=== Data ===

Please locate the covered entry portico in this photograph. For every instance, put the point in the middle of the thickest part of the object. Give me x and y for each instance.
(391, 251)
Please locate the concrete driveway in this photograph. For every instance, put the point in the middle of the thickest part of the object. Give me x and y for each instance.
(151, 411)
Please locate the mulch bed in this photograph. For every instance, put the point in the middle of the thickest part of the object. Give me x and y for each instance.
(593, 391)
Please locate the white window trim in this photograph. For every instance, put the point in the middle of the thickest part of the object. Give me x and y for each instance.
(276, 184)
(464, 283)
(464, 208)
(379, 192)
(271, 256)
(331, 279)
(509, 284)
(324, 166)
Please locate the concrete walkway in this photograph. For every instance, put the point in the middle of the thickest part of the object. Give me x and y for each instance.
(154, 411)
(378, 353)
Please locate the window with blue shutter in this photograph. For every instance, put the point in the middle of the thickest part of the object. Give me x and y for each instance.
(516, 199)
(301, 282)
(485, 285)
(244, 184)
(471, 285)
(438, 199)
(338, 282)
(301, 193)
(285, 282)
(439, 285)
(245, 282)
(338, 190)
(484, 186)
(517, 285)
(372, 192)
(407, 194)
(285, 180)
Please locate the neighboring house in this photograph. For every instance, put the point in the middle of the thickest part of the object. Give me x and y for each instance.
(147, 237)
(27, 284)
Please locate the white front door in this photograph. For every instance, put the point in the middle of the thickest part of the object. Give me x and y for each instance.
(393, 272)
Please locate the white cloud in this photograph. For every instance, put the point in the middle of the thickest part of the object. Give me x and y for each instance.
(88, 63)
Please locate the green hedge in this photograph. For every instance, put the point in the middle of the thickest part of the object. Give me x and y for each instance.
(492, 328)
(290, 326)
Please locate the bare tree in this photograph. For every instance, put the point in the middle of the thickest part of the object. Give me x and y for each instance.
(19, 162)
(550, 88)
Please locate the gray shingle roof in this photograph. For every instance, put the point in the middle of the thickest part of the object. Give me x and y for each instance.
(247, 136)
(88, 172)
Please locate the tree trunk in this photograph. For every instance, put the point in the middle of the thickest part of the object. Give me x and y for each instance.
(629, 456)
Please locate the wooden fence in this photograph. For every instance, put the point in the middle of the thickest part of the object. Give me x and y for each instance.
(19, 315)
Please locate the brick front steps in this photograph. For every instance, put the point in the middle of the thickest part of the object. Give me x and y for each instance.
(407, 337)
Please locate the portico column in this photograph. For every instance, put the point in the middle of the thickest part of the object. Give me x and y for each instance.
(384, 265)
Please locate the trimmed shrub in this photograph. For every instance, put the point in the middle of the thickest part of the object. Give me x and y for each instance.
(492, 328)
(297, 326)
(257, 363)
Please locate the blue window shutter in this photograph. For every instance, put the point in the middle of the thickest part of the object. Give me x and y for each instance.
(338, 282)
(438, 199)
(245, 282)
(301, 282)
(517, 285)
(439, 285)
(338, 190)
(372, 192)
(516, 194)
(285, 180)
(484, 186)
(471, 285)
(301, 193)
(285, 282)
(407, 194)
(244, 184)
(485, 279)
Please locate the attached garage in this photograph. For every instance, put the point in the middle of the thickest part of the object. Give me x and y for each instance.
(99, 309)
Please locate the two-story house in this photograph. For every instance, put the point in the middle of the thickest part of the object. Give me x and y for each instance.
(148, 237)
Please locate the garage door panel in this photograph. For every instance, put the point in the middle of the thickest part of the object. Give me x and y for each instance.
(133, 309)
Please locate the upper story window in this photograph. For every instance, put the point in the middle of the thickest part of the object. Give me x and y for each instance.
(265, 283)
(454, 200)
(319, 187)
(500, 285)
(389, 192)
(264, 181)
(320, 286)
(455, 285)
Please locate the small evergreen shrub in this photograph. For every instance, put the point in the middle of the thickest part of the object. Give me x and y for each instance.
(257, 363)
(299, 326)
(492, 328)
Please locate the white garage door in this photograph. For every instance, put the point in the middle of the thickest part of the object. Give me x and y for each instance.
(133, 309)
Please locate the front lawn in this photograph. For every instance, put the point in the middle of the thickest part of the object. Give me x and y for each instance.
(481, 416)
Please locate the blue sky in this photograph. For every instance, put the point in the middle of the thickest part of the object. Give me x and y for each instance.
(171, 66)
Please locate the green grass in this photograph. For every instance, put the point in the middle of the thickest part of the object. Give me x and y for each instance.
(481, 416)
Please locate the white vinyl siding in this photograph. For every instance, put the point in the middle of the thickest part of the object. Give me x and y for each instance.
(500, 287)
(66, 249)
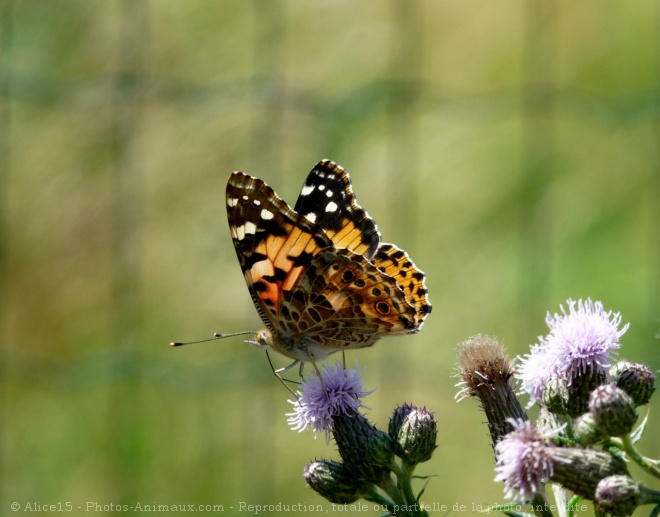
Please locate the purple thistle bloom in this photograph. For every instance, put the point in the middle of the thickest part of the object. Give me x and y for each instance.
(319, 401)
(580, 339)
(524, 462)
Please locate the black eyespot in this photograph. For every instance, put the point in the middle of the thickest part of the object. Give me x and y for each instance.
(383, 308)
(348, 276)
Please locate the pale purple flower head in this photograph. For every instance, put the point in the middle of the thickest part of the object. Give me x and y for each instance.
(583, 338)
(318, 401)
(524, 462)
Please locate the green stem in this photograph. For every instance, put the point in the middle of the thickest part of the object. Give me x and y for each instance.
(646, 463)
(375, 497)
(540, 506)
(404, 478)
(390, 488)
(648, 495)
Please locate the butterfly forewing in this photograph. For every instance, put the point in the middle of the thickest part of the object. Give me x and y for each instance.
(318, 275)
(396, 263)
(327, 199)
(273, 243)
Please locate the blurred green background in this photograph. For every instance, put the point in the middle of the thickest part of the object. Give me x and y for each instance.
(512, 148)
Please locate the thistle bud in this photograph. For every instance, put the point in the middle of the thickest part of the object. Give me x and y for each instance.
(636, 379)
(331, 480)
(586, 430)
(613, 409)
(617, 495)
(366, 451)
(555, 395)
(580, 388)
(580, 470)
(413, 432)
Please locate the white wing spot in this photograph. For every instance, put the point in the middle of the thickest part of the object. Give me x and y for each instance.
(307, 190)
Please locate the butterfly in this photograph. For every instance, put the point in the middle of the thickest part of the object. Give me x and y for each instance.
(318, 274)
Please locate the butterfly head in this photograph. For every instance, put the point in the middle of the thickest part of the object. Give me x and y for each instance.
(262, 339)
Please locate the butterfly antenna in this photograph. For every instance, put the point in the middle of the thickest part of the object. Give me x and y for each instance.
(215, 337)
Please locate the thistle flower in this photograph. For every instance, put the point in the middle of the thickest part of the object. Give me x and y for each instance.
(485, 373)
(581, 341)
(319, 400)
(524, 462)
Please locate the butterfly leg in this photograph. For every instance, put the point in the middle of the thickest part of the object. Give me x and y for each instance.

===

_Exercise brief:_ Make an exact copy of the data above, pictures excluded.

_The solution:_
Please locate the covered entry portico in this photograph. For every instance, put the point in the middle of the thickest part of the object. Give me x and y for each instance.
(391, 251)
Please locate the concrete driveway in this photograph. For every instance, put the point in the middle of the thickest part of the object. Give me x and y for each instance.
(151, 411)
Please locate the mulch bed in this photograph. For every instance, put the point in the middle of the thickest part of the object. Give me x and y for each instance.
(593, 391)
Please locate the white window trim in this photograph. For every instance, put the point in the middle of the thickest part of the object. Give me x and y for each instance.
(276, 184)
(464, 283)
(464, 208)
(379, 192)
(271, 256)
(331, 279)
(509, 284)
(324, 166)
Please locate the concrete walkway in this photograph. For every instance, put the point in the middle of the thickest part of the object. Give me x and y for each instance.
(154, 411)
(378, 353)
Please locate the window with blue shutter in this photograph. For every instance, put the point in the middle of the thickest part of the object. Give me x and y for each instance.
(516, 199)
(301, 282)
(485, 285)
(244, 184)
(471, 285)
(438, 199)
(338, 282)
(301, 193)
(285, 282)
(439, 285)
(245, 282)
(338, 190)
(484, 186)
(517, 285)
(372, 192)
(407, 194)
(285, 180)
Please locate the neighboring house in this photograph. For every instance, put the point in the middle of the thickest part of the object. Give me x and y for each instance.
(147, 237)
(27, 284)
Please locate the white front door in this photograph. For every instance, put the point in the middle of the thickest part of the object. Give me x and y for each instance.
(393, 272)
Please locate the white cloud in this photograph. For every instance, put the point in the middle of the thickest part of the object. Give me x and y for each instance.
(88, 63)
Please locate the green hedge in this photograph. For every instance, put the point in the middle of the thickest part of the object. Give me x and y for each instance.
(492, 328)
(290, 326)
Please locate the bare tree in this photograph. For every instance, put the point in the middle of the thickest part of the object. Give me x and y for each instance.
(19, 162)
(550, 88)
Please locate the gray shingle roof in this photograph. For every instance, put the point in the middle of the thickest part of the object. Give me x and y for each instance.
(247, 136)
(88, 172)
Please locate the tree trunk in this photograph. For every instance, put the point in the middle of the thickest part of the object. Give me x and y for each instance.
(629, 456)
Please locate the wooden fence in this photograph. For every instance, put the point in the middle of the thickest part of the object. Give me x and y for each instance.
(19, 315)
Please locate the brick front steps in this photograph. For every instance, put the point in the middle of the thickest part of the object. Give me x and y for each instance.
(407, 337)
Please locate the portico column in this photograph. For every instance, put the point in the middle of the thickest part of the object. Give me x and y for each instance.
(384, 265)
Please locate the trimmed shrub in this photograph. For every instance, put the point in the middle of the thickest part of the object. Give me x and y for each instance.
(492, 328)
(297, 326)
(257, 363)
Please locate the blue window shutter in this photograph. For every instance, put the point in the middle of the thickest part of the object. Give me x and y for each instance.
(338, 282)
(438, 199)
(245, 282)
(301, 282)
(517, 285)
(439, 285)
(338, 190)
(372, 192)
(516, 194)
(285, 180)
(484, 186)
(471, 285)
(301, 193)
(285, 282)
(407, 194)
(244, 184)
(485, 279)
Please locate the attached garage in this photograph. For every instance, put the point in the middle of the thickest part of the object. Give me x and y for each instance.
(99, 309)
Please locate the two-story house in this photograph. For every instance, put the point in the middle of the thickest part of the object. Give me x and y for each instance.
(148, 237)
Please locate the garage door panel in this photograph. For every instance, put the point in the middle of the thickest part of the object. Give me x and y for each instance.
(133, 309)
Please locate the upper story window in this photograph. For every instance, put the point in the middle of the thickest part of the object. Give me x and y for each instance.
(265, 283)
(454, 200)
(319, 187)
(500, 285)
(389, 192)
(264, 181)
(320, 286)
(455, 285)
Please locate the small evergreen shrub in this photograph. For every instance, put the point in the middle of the thickest part of the object. Give me x and y for each instance.
(257, 363)
(299, 326)
(492, 328)
Please locate the white garage door in this photograph. For every instance, put the point in the middle of the thickest part of the object. Give me x and y for each instance.
(133, 309)
Please locate the front lawn in this photograph. For every instance, put the point in the middle of the thickest part of the object. Give me x and y for each instance.
(481, 416)
Please locate the blue sky in this photograph. For every instance, put the point in the middle of the thickest part of the object. Give me x and y for each instance.
(171, 66)
Please locate the green grass in this photograph. For every instance, put the point in the middle of the thickest part of the object. Give me x and y for each instance.
(481, 416)
Please locate the white vinyl siding in this photograph. For every instance, put the point in the middle of the thickest part of the object. Give me x and y for each instance.
(500, 287)
(66, 249)
Please locate the purple thistle bloom in this photograph. For every instance, put the point in the middle of the thickest part of the object. Give me x and y for each instance.
(319, 401)
(580, 339)
(524, 462)
Please locate the black eyespot in this photograph. For every instance, put the point in the middle of the thickest part of the object. Give me x and y for each instance.
(383, 308)
(348, 276)
Please locate the pale purple flower head in this photograph. For every instance, put the point in the middle of the thickest part of the object. Give me x and y for each instance.
(583, 338)
(318, 401)
(524, 462)
Please locate the green stem in this photograph. For every instance, put the point in the middle of the thickest part of the object. Give me x and y for each instance.
(646, 463)
(375, 497)
(540, 506)
(404, 478)
(390, 488)
(648, 495)
Please locate the butterfly forewing in this photograph. For every instance, put the point in the middle of the thickest part of the object. Give me x and y for each instance.
(318, 275)
(396, 263)
(327, 199)
(273, 243)
Please locate the blurred green background in this photograph. For every instance, put the point in the middle of the thickest part of the object. Give me x and y for each instance.
(512, 148)
Please locate the thistle bud in this photograph. For every instance, put the point in the middle of the thickest part of the object. Give me x and y for each instance.
(636, 379)
(331, 480)
(586, 430)
(613, 409)
(617, 495)
(366, 451)
(555, 395)
(580, 388)
(580, 470)
(413, 432)
Please locate the white wing spot in this photograph. For every instance, put the point in the middle of the thickest part of the object. Give me x and y for each instance.
(307, 190)
Please locate the butterfly in this photograph. For every instance, put the point in the middle of the thickest part of the object. Give me x and y for each instance.
(318, 274)
Please locate the butterfly head in this photograph. For every instance, put the point in the middle of the thickest part of the object. Give me x and y for each instance.
(262, 339)
Please locate the butterfly antenna in this photograph. For every instance, put the point in the middle of the thickest part of the object. Give me x and y for each instance.
(215, 337)
Please locate the thistle flower in this photograph. For every instance, put the point in the middle of the thickest part of the object. Give me x and y for each instance.
(485, 373)
(581, 341)
(319, 400)
(524, 462)
Please locate the butterfly leg in this photograph. For every instance, put the point in the middle of the thickest part of the object. Give me x and y for each instance.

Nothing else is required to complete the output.